INSTRUCTIONS TO FOLLOW
In the entries below, find the line containing "Where can the man". Copy it and all lines after it, exactly, through the end.

(Object location annotation data)

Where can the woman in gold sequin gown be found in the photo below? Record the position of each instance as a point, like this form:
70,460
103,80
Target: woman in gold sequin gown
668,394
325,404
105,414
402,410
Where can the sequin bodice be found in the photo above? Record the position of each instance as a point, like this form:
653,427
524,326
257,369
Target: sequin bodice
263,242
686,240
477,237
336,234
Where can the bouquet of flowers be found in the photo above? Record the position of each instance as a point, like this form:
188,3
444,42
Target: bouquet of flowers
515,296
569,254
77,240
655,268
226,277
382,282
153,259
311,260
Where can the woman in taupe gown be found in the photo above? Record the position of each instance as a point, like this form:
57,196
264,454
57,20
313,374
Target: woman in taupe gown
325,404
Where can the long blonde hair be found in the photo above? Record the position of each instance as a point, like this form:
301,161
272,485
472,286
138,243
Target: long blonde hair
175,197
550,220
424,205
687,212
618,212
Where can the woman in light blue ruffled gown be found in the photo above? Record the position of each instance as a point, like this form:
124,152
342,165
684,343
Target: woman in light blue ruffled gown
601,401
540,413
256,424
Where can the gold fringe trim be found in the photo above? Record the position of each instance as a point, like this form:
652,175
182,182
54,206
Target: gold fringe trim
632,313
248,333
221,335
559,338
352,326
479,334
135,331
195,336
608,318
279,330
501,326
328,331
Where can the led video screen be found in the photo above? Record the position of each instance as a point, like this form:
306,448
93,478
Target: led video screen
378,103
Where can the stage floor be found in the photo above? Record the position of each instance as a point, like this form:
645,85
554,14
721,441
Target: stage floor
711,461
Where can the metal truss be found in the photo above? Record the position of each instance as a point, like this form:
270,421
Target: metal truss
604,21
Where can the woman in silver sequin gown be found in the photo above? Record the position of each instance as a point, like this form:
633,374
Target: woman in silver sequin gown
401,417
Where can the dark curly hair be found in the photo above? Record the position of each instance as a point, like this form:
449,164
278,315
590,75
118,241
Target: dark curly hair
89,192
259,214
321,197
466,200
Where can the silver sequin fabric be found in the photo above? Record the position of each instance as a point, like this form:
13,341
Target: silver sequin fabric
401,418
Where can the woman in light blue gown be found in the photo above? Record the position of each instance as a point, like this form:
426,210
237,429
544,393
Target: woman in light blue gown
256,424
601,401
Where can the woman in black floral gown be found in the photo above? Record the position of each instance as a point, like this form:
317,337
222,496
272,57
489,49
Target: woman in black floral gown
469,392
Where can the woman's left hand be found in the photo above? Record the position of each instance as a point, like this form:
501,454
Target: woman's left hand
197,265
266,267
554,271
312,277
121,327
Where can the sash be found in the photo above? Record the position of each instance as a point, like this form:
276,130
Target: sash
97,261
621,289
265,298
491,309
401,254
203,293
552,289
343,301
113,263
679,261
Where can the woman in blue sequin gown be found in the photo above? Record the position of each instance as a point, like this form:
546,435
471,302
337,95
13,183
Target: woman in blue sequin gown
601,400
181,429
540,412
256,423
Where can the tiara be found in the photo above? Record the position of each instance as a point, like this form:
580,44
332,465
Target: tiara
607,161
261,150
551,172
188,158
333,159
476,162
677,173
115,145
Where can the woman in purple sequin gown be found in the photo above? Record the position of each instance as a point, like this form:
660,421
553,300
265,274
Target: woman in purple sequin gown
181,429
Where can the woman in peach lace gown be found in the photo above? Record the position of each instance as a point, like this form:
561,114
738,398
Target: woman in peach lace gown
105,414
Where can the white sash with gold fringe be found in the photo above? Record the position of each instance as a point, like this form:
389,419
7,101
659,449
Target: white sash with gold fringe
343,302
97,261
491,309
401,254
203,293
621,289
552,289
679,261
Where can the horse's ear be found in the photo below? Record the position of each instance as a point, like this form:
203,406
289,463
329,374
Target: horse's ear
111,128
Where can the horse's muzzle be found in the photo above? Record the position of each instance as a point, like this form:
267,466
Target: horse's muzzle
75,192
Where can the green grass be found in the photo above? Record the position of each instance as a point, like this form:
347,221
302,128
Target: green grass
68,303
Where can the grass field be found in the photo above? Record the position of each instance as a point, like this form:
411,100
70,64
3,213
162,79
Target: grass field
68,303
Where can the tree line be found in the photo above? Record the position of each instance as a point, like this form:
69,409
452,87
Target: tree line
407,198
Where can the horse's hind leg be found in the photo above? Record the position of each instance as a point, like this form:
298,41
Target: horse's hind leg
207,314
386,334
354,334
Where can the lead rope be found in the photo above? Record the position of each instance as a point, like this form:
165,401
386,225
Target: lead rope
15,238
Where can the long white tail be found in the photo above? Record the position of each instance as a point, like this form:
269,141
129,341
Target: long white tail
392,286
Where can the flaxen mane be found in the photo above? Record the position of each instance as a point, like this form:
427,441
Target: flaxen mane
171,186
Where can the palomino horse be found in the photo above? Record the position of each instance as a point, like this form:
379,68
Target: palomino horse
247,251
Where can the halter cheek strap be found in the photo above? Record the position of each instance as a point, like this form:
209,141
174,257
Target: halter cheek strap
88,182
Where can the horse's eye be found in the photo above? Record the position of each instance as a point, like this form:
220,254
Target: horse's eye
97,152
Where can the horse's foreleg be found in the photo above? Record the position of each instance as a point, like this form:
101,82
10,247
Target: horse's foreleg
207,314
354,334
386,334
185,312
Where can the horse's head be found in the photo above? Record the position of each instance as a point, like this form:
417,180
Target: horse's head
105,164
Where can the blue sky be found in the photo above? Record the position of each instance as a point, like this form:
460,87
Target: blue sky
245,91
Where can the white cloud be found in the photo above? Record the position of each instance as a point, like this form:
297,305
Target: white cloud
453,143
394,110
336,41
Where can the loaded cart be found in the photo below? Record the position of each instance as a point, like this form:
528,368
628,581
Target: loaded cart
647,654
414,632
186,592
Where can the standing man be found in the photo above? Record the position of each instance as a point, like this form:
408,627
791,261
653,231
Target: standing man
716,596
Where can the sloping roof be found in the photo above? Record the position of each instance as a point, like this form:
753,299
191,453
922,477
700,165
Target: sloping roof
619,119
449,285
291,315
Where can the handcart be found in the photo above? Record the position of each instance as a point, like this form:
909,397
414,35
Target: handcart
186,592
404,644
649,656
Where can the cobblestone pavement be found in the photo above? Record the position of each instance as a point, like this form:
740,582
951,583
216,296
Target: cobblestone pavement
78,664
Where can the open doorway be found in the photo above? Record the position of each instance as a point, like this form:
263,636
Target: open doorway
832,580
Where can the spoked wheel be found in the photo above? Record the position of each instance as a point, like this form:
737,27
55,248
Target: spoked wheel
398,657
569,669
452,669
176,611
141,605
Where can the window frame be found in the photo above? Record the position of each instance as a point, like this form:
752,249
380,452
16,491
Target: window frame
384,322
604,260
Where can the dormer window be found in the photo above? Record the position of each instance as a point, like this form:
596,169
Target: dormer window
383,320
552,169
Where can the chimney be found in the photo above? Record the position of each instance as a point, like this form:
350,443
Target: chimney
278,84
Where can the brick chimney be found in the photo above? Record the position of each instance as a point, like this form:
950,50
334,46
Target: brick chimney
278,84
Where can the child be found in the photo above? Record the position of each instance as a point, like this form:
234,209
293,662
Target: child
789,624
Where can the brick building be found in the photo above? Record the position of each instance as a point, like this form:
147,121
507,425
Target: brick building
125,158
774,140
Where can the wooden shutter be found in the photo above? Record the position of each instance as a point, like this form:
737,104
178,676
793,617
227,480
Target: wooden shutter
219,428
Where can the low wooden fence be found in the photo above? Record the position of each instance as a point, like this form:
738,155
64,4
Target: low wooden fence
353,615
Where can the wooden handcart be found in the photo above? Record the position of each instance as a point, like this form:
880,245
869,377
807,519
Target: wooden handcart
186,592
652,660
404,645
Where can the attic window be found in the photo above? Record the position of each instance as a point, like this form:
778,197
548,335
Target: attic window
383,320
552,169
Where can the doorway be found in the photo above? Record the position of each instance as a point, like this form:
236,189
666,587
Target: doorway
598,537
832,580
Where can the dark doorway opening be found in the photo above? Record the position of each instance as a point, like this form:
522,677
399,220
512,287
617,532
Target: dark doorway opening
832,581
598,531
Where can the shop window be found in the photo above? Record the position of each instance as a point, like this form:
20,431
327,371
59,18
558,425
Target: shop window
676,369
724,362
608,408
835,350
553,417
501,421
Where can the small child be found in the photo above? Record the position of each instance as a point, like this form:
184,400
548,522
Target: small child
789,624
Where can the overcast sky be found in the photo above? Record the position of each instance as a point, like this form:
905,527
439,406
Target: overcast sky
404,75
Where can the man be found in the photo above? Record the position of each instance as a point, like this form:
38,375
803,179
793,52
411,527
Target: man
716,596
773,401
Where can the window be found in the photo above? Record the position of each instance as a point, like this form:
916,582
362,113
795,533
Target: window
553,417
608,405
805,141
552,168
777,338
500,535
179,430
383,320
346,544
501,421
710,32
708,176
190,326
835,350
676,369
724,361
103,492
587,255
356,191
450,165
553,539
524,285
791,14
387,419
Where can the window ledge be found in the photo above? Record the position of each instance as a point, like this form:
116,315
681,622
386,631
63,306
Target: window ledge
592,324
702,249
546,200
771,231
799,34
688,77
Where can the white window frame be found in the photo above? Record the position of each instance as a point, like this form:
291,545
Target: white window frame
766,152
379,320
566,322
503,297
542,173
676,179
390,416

COMPLETE OUTPUT
Where can the man be found in the photo above? Record the position of each instance as a point, like this form:
38,375
803,179
793,52
411,527
Target: man
716,596
773,401
Where can the window be found in the photo above? Record the position of each instance as a point, like this form:
916,582
362,113
795,533
Target: window
553,417
608,405
805,141
552,168
777,338
500,535
179,430
383,320
346,544
501,421
710,32
708,176
190,326
835,350
676,369
724,361
103,492
587,255
356,191
450,165
553,539
524,285
791,14
387,419
Where can the window ledge be found in the photo above? Record the position of each instance as a point, like this form:
116,315
681,622
386,631
63,306
Target: window ledge
592,324
702,249
546,200
771,231
799,34
688,77
Where can the white window frame be found in the photo above? Record the position of each instance as a point, like this form:
291,545
Target: white window frame
766,152
379,320
566,322
503,297
542,173
676,179
390,416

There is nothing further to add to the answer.